• [SET TASK 1]: In the entries, starting with the line that contains "Ground metal railing" and going on through the line that contains "1347, 218, 1372, 263", swap "frame" for "image" and reproduce those lines with nothing else changed.

☆ ☆ ☆ ☆ ☆ ☆ ☆

It wasn’t easy, but Congress finally passed the much-debated bipartisan infrastructure bill last week. As we noted two months ago, when the Senate passed its version of the legislation, this bill includes some significant gains for amputees and other people with disabilities. The biggest of those is the $1.7 billion All Stations Accessibility Program (ASAP), which will bring all bus, train, subway, and other mass transit stations across the country into (belated) compliance with the Americans With Disabilities Act. We believe this is the largest federal infrastructure appropriation in history that’s specifically geared toward people with disabilities.
Amplitude was able to grab a few minutes on Zoom last week with ASAP co-sponsor (and bilateral amputee) Tammy Duckworth, the only amputee currently serving in the US Senate. In her view, the value of this bill goes well beyond dollars and cents. In addition to its direct investments on behalf of people with disabilities, the law establishes a new policy model for addressing disability concerns. That same model can be replicated to address issues such as insurance reform, employment, health care equity, access to technology, and other priorities for improving quality of life for people with disabilities.
Here’s a recap of our conversation with Sen. Duckworth, lightly edited for clarity:
For people who aren’t that familiar with federal budgets, what’s the impact of $2 billion in new federal spending on disability infrastructure. Has Congress ever made an appropriation of this magnitude before on behalf of people with disabilities?
Never. It’s historic. It took me five years, but here it is. I asked for $2 billion over ten years, we got $1.75 billion over five years. We’re going to come back. Once this gets going, I’m going to come back and get the remaining five years. Legacy transit systems across the [country], whether it’s Oakland or Boston or New York, are going to see this [money] right away. But this is meant to make all mass transit stations accessible eventually.
How big an increase does this represent over the status quo?
The status quo is zero. The status quo is that individual transit authorities will put some money aside—one million, ten million, whatever it is—but there’s nothing at the federal level. And that’s the key thing. This money [in the new bill] can only be used for ADA access. You can’t touch that money for anything else.
Every senator from both parties has a lot of constituents who would be helped by this. Was there any significant opposition to it?

☆ ☆ ☆ ☆ ☆ ☆ ☆

• [SET TASK 2]: Using the interview about the infrastructure bill, state whether each of the following agrees with the text, and support each yes or no with the deciding words quoted from it: (a) Duckworth had asked for $2 billion over ten years; (b) the money in the new bill may also be spent on purposes other than ADA access; (c) Duckworth is one of several amputees currently serving in the US Senate.

☆ ☆ ☆ ☆ ☆ ☆ ☆

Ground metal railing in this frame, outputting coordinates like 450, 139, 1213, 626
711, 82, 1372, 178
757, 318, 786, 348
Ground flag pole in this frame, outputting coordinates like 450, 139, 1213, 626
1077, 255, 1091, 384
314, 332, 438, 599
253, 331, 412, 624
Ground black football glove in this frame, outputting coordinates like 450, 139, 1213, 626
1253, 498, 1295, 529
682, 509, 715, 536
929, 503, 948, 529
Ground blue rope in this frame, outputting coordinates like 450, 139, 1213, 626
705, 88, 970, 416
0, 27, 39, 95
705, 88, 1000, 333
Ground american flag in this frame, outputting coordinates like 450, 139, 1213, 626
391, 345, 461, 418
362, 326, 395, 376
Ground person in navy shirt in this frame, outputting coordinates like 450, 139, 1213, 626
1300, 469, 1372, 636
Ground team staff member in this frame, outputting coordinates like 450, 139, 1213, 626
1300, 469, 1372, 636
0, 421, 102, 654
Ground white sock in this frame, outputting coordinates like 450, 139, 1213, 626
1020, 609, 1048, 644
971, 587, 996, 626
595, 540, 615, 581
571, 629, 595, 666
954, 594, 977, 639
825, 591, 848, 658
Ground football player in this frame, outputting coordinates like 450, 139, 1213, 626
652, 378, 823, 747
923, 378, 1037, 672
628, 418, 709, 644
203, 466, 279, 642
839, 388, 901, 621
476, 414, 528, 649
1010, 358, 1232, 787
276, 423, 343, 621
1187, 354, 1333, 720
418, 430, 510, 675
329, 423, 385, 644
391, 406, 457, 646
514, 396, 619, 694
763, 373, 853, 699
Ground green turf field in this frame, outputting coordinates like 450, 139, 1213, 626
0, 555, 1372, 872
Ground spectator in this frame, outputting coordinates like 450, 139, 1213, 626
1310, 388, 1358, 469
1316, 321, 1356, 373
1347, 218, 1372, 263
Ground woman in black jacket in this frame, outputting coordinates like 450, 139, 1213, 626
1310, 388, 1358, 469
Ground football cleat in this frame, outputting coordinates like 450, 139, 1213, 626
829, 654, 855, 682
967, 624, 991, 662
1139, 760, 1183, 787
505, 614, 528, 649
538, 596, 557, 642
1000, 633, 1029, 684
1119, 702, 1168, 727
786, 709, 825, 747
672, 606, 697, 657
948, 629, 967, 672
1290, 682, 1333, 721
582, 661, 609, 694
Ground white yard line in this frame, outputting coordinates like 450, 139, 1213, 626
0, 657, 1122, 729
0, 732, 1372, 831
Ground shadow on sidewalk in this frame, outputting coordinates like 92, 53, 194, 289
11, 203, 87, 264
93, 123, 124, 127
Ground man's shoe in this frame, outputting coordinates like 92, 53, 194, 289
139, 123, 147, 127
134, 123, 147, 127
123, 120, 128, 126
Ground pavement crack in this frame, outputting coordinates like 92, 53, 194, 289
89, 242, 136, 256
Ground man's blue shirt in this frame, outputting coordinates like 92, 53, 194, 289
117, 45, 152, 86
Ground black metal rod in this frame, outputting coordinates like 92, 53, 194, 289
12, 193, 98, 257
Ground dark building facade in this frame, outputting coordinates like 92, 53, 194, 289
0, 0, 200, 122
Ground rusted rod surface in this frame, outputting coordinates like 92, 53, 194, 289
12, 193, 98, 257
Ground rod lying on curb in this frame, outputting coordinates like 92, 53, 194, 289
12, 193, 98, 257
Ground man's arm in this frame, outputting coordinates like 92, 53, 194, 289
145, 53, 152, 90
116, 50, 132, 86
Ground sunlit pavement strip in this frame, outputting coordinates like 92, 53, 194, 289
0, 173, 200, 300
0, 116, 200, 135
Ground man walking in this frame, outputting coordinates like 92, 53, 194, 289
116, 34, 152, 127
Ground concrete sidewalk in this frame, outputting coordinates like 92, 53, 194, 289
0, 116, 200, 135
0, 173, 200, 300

☆ ☆ ☆ ☆ ☆ ☆ ☆

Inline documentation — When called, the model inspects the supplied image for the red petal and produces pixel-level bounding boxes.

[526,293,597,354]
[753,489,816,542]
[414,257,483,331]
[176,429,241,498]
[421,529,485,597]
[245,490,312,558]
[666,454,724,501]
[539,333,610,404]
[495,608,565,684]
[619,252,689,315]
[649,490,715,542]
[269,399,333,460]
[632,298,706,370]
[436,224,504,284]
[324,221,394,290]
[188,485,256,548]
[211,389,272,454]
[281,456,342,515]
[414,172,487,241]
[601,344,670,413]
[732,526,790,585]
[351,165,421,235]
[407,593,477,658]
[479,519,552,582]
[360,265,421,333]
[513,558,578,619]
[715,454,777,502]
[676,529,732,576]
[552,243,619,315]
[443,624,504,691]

☆ ☆ ☆ ☆ ☆ ☆ ☆

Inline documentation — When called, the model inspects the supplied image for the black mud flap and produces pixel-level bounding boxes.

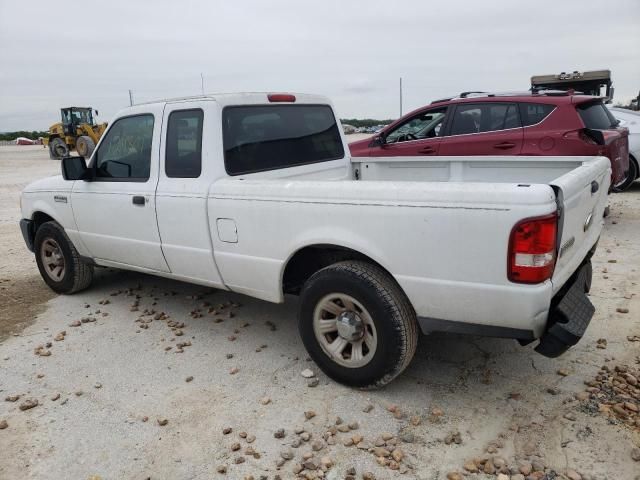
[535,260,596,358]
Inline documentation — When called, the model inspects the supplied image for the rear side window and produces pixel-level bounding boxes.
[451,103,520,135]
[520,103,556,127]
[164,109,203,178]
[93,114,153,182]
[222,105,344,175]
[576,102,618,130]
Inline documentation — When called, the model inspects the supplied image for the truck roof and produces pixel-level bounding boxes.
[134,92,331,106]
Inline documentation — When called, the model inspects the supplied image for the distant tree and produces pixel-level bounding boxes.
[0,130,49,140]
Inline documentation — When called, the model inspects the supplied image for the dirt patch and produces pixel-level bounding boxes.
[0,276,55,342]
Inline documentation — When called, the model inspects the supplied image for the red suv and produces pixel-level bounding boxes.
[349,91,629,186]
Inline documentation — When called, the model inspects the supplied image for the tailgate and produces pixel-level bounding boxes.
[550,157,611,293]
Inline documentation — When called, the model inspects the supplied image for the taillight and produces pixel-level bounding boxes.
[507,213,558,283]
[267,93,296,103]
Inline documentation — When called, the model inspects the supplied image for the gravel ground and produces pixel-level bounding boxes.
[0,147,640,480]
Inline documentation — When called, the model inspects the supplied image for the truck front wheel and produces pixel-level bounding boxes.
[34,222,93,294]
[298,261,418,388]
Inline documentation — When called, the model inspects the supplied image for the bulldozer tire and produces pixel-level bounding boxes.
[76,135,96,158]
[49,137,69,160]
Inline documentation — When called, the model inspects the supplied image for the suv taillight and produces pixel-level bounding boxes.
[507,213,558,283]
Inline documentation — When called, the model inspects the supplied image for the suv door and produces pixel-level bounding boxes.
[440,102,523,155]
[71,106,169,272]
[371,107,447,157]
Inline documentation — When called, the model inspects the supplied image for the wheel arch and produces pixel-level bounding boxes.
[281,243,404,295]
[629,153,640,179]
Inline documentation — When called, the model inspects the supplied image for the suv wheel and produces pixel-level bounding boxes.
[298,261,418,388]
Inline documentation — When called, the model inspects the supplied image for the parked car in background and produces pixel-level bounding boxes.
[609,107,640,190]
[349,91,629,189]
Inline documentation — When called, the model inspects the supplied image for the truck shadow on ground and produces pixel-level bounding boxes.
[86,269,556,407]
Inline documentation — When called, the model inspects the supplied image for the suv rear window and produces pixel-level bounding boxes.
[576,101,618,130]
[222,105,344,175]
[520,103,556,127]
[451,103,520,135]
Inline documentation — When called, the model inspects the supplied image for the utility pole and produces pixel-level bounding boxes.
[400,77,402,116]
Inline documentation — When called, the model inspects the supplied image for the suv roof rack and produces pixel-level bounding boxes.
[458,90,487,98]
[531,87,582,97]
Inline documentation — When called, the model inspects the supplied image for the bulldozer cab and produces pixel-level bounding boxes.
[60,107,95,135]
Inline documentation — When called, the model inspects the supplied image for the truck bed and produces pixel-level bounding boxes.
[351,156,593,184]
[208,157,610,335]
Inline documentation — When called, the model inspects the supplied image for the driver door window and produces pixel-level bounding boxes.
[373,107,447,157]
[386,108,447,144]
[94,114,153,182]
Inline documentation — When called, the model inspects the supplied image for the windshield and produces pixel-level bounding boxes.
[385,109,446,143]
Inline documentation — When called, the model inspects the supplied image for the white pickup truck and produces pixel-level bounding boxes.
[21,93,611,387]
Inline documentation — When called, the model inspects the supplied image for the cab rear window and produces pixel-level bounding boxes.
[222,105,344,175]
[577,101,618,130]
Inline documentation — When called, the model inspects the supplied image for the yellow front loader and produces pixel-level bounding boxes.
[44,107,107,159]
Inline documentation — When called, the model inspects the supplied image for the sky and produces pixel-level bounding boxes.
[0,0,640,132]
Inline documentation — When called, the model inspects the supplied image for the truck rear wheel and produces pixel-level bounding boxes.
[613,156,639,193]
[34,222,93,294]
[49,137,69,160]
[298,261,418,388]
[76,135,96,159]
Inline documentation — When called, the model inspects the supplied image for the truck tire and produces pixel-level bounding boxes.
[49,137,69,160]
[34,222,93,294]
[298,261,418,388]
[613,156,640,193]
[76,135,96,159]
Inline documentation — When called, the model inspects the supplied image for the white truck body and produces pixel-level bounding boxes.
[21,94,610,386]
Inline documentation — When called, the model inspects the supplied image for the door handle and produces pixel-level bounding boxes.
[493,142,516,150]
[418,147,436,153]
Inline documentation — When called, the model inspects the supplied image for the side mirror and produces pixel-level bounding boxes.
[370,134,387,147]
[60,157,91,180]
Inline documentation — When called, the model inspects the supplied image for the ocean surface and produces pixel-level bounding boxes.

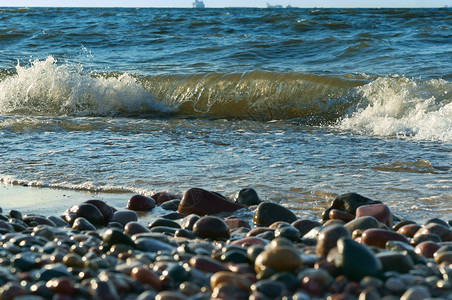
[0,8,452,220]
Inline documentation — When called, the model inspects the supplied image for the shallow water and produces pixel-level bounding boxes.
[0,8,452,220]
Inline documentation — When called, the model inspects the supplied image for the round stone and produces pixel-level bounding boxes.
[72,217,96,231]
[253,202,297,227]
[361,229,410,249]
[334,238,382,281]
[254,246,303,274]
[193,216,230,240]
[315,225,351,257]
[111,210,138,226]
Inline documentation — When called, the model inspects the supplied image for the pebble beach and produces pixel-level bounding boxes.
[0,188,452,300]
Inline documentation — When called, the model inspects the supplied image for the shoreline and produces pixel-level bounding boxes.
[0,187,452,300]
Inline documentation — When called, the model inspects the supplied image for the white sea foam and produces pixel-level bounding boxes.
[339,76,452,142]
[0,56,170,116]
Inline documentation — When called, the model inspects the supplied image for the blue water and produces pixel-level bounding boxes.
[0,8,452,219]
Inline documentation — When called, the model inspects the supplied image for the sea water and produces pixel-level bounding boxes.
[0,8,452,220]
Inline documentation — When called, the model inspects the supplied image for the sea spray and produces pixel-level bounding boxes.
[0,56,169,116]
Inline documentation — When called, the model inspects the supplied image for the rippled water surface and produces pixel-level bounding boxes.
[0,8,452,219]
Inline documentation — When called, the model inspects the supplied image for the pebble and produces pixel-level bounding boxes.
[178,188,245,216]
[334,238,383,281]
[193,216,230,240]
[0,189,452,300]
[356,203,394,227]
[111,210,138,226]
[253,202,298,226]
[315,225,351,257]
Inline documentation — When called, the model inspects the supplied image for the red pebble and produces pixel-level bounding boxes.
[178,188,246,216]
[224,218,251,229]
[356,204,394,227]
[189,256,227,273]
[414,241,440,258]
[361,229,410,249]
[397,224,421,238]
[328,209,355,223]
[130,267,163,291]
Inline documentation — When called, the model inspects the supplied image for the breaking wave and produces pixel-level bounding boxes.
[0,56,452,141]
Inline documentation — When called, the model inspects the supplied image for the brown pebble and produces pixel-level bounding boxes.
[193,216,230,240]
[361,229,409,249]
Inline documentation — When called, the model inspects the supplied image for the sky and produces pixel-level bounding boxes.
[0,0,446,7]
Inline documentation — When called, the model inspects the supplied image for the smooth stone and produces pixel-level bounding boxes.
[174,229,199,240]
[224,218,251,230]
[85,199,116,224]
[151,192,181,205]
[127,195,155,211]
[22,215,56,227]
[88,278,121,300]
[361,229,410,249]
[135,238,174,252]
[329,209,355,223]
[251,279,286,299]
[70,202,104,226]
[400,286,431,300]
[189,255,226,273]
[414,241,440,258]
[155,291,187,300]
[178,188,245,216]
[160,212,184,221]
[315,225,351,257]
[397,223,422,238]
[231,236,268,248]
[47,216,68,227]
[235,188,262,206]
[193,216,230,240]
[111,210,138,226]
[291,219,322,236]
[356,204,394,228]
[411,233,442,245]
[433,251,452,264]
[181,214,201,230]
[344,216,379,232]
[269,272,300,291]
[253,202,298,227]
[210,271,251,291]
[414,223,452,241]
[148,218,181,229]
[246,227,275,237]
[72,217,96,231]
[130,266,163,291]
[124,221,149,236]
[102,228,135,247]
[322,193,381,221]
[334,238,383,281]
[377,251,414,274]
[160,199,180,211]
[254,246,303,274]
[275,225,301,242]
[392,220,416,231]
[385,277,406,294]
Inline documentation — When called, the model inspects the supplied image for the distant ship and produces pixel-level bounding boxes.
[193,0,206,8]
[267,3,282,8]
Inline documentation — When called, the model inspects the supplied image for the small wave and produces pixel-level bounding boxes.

☆ ☆ ☆ ☆ ☆ ☆ ☆

• [RIGHT ANSWER 1]:
Ground metal railing in this image, outputting coordinates like 450, 139, 1213, 626
711, 82, 1372, 178
757, 318, 786, 348
Ground flag pole in this image, outputting coordinates like 450, 139, 1213, 626
1077, 255, 1091, 384
314, 332, 438, 599
253, 331, 412, 624
Ground black football glove in this image, outputting coordinates like 450, 139, 1213, 626
1253, 498, 1295, 529
682, 509, 715, 536
929, 503, 948, 529
Ground blue rope in this image, outputting coordinates like 450, 139, 1213, 626
705, 88, 970, 416
0, 27, 39, 95
705, 88, 1000, 333
Ground american flag in this image, outputting coordinates like 450, 139, 1213, 626
391, 345, 461, 418
362, 326, 395, 376
Ground person in navy shirt in this image, outputting coordinates like 450, 139, 1213, 626
1300, 469, 1372, 636
Ground team staff member in this image, outputting coordinates like 450, 139, 1213, 626
1300, 469, 1372, 636
0, 421, 102, 654
Ground white sock in this image, outputting coordinates like 450, 139, 1213, 626
1020, 609, 1048, 644
971, 587, 996, 626
595, 540, 615, 581
571, 629, 595, 666
954, 594, 977, 639
825, 591, 848, 658
Ground football player in this image, outputting coordinates like 450, 139, 1213, 626
652, 378, 823, 747
923, 378, 1037, 672
628, 418, 709, 644
203, 466, 279, 642
839, 388, 901, 621
476, 414, 528, 649
1010, 358, 1232, 787
276, 423, 343, 621
1187, 354, 1333, 720
418, 430, 510, 675
329, 423, 385, 644
391, 406, 457, 646
514, 396, 619, 694
763, 373, 853, 699
Ground green turf field in this image, outputting coordinates like 450, 139, 1213, 626
0, 555, 1372, 872
Ground spectator in this image, outputting coordinates like 450, 139, 1213, 626
1310, 388, 1358, 469
1316, 321, 1356, 373
1347, 218, 1372, 263

• [RIGHT ANSWER 2]:
(a) Yes: "I asked for $2 billion over ten years"
(b) No: "This money [in the new bill] can only be used for ADA access. You can’t touch that money for anything else."
(c) No: "the only amputee currently serving in the US Senate"